━━━━━ Exercise data

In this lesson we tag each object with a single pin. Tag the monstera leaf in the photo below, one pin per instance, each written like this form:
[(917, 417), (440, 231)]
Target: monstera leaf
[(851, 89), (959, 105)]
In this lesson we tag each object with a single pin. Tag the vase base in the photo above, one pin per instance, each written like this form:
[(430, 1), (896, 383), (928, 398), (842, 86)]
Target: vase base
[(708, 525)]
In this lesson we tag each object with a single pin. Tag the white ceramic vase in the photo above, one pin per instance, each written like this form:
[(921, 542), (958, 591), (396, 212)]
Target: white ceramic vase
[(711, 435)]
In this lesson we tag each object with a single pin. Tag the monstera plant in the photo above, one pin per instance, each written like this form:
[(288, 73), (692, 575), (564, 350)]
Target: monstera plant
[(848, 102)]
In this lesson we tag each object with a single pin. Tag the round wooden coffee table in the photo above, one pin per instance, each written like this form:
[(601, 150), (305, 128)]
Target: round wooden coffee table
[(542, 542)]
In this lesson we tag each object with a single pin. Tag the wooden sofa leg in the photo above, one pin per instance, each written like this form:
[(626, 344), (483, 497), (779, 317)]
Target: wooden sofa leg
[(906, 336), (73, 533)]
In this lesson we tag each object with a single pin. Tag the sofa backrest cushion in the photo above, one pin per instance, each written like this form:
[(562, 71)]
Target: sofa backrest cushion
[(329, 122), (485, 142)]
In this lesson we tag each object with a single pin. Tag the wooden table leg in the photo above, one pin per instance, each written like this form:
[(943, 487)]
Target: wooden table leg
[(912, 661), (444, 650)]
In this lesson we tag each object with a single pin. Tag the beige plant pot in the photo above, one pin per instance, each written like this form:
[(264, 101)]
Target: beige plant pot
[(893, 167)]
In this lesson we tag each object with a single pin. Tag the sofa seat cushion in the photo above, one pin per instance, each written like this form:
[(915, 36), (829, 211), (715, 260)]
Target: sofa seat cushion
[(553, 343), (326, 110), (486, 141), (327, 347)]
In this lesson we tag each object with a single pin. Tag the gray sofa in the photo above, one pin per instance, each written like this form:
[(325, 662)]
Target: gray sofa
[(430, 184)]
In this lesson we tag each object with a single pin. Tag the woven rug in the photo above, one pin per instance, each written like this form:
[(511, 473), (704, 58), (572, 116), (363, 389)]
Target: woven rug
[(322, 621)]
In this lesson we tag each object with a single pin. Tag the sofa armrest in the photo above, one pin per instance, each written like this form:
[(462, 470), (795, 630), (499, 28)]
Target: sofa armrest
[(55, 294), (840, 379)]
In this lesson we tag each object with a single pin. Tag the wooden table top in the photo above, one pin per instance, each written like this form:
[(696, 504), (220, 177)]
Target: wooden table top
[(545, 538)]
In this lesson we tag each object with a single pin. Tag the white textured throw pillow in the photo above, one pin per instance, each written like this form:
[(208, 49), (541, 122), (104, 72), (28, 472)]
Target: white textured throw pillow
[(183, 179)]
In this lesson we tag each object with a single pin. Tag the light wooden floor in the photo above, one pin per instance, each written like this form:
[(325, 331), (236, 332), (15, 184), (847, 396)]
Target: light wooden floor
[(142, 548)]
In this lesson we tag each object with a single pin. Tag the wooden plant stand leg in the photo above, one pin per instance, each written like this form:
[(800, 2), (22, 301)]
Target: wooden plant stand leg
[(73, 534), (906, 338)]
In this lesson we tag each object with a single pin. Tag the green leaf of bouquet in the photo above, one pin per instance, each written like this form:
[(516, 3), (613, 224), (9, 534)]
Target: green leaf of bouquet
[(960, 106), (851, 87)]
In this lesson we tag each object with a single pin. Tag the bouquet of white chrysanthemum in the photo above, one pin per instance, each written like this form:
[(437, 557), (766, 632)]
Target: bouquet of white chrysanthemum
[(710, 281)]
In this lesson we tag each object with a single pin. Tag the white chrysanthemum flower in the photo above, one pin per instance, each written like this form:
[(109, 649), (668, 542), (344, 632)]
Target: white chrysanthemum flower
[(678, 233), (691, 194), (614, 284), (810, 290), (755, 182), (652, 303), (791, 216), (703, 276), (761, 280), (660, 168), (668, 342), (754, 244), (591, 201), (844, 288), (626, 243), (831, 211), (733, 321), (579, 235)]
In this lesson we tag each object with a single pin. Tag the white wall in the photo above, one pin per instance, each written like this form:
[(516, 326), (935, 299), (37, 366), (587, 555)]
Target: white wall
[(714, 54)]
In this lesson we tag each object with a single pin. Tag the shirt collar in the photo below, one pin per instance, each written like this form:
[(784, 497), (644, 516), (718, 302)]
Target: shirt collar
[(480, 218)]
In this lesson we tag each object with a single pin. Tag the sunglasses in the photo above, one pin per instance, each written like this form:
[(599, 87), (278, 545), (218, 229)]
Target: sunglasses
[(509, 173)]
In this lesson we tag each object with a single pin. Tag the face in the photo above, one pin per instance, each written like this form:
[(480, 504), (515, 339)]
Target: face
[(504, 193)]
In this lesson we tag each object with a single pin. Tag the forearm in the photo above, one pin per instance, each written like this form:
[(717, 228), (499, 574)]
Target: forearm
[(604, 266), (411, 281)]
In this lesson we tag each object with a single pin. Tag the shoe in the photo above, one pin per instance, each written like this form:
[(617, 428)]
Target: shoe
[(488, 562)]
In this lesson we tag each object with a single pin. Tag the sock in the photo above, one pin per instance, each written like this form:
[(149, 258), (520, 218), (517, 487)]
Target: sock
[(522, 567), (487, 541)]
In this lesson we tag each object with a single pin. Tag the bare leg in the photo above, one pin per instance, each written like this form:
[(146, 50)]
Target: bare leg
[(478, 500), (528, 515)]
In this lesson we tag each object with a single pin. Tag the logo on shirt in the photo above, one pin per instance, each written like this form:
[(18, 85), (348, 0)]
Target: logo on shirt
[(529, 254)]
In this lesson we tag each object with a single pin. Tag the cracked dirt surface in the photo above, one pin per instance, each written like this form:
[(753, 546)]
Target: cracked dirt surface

━━━━━━━━━━

→ **Given exercise**: Rewrite all of the entries above with "pin" swapped for "marker" wherever it occurs, keeping everything else the same.

→ **Output**:
In this lesson we tag each object with a single marker. Tag the monstera leaf in the photo below, one marker per instance, each written like this form:
[(917, 417), (440, 231)]
Target: monstera leaf
[(851, 89), (959, 105)]
In this lesson we tag each object with a single marker. Tag the vase base in the photo above, one marker per instance, each written like this form:
[(430, 1), (896, 383), (928, 398), (842, 86)]
Target: vase base
[(708, 525)]
In this lesson we tag each object with a single marker. Tag the white ceramic vase in the photo above, one marker per instance, each written like this form:
[(921, 542), (958, 591), (396, 212)]
Target: white ceramic vase
[(711, 435)]
In this lesson we tag each object with a single marker. Tag the monstera plant in the photo above, one marker per instance, each written like this form:
[(288, 73), (692, 575), (564, 350)]
Target: monstera plant
[(848, 102)]
In this lesson we tag each object with a single marker. Tag the round wooden coffee table in the photo above, one marker per instance, each written like this form:
[(601, 150), (305, 128)]
Target: round wooden coffee table
[(542, 542)]
In this lesson we tag each object with a single marker. Tag the wooden sofa leg in the photo above, one marker per instance, each written like this form:
[(626, 344), (483, 497), (779, 317)]
Target: wooden sofa leg
[(906, 336), (73, 533)]
In this lesson we tag each object with a single marker. Tag the sofa backrest cushion in the photo above, one marker per instance, each written like this form:
[(562, 71)]
Target: sofa backrest cushion
[(329, 122), (485, 142)]
In this lesson we tag each object with a single marker. Tag the wooden table leg in the photo above, one marker per instance, each written like this form:
[(943, 487)]
Target: wooden table leg
[(912, 661), (444, 650)]
In this lesson we tag each object with a single marker. Tag the beige plant pot in the photo above, one marker per instance, each written like this form:
[(264, 101)]
Target: beige plant pot
[(893, 167)]
In this lesson we tag each object with a single marker. Tag the sofa seat cushion in the photo above, one marker per instance, each written like this form:
[(915, 36), (829, 211), (715, 260)]
Target: sofa seat cushion
[(553, 343), (326, 110), (486, 141), (327, 347)]
In this lesson we tag each object with a single marker. Tag the gray sofa in the photo above, one marker per instance, each written like this form:
[(325, 662)]
Target: gray sofa
[(430, 184)]
In this lesson we tag each object with a single marker. Tag the woven rug in the photo above, one marker per instance, each written like this form:
[(511, 473), (704, 58), (572, 116), (363, 389)]
Target: woven rug
[(322, 621)]
In this lesson we tag each object with a single marker. Tag the sofa armrest in the photo above, one marker per instance, each written like this form:
[(462, 470), (795, 630), (499, 28)]
Target: sofa armrest
[(55, 294), (840, 379)]
In this lesson we tag each object with a single marker. Tag the wooden table top in the photo above, one marker per instance, each written like this form:
[(696, 504), (220, 177)]
Target: wooden table top
[(545, 538)]
In this lesson we tag each object with a single marker. Tag the white textured throw pillow in the photo above, one marker per instance, each written like this form:
[(208, 49), (541, 122), (104, 72), (28, 472)]
Target: white textured throw pillow
[(183, 179)]
In this lesson we tag each object with a single marker. Tag the light wooden floor in the photo above, one marker per instance, each written like this form:
[(325, 331), (236, 332), (15, 184), (847, 396)]
Target: light wooden floor
[(142, 548)]
In this lesson we tag each object with a single marker. Tag the wooden plant stand leg in the photo above, one marker per instance, each written like this form:
[(800, 2), (22, 301)]
Target: wooden plant stand leg
[(73, 534), (906, 338)]
In this lesson we tag each object with a single marker. Tag the green leaf of bouquet in the photo above, one marker per instance, each written like this form:
[(516, 3), (613, 224), (9, 534)]
Target: green leaf of bouquet
[(960, 106), (851, 87)]
In this lesson we tag each object with a single marker. Tag the bouquet of white chrysanthemum in the photo above, one marker per instance, each written like this form:
[(437, 557), (766, 632)]
Target: bouquet of white chrysanthemum
[(710, 281)]
In this lesson we tag each object with a single marker. Tag the white chrysanthemum flower in the photo above, one marker per instance, each written like this form:
[(109, 649), (668, 542), (344, 632)]
Target: white chrysanthemum flower
[(678, 233), (691, 194), (614, 284), (810, 290), (755, 182), (652, 303), (791, 216), (703, 276), (761, 280), (660, 168), (668, 342), (754, 244), (591, 201), (844, 288), (626, 243), (831, 211), (733, 321), (579, 235)]
In this lesson we tag each object with a single marker. Tag the white wall in the photo above, one marker per instance, each written like this form:
[(516, 326), (935, 299), (37, 366), (587, 555)]
Target: white wall
[(714, 54)]
In this lesson we tag each object with a single marker. Tag the shirt collar in the photo below, one marker per instance, each written like this form:
[(784, 497), (644, 516), (718, 302)]
Target: shirt collar
[(480, 218)]
In this lesson we tag each object with a single marker. Tag the sunglasses in the photo above, one marker per instance, each written like this form:
[(599, 87), (278, 545), (218, 229)]
Target: sunglasses
[(509, 173)]
In this lesson we tag each object with a single marker. Tag the face in the photo above, one marker per instance, each written like this form:
[(480, 504), (515, 339)]
Target: face
[(504, 193)]
In this lesson we tag each object with a single marker. Tag the forearm in the photo above, one marker per instance, each written like this form:
[(717, 228), (499, 574)]
Target: forearm
[(604, 266), (411, 281)]
In this lesson we tag each object with a single marker. Tag the shoe in the photo above, one marker per instance, each written like this form:
[(617, 428)]
Target: shoe
[(488, 562)]
In this lesson we tag each object with a single marker. Tag the sock in the photo above, one marker per instance, each written like this form:
[(149, 258), (520, 218), (517, 487)]
Target: sock
[(522, 567), (487, 541)]
In this lesson we tag each object with a single marker. Tag the bare leg in the photo above, one marker per instance, each written like this form:
[(146, 50)]
Target: bare leg
[(478, 500), (528, 515)]
In this lesson we tag each object with a single marker. Tag the logo on shirt in the photo above, one marker per instance, each written like this form:
[(18, 85), (348, 0)]
Target: logo on shirt
[(529, 254)]
In this lesson we tag each object with a single marker. Tag the cracked dirt surface in the photo above, one marker per instance, each written like this form:
[(753, 546)]
Target: cracked dirt surface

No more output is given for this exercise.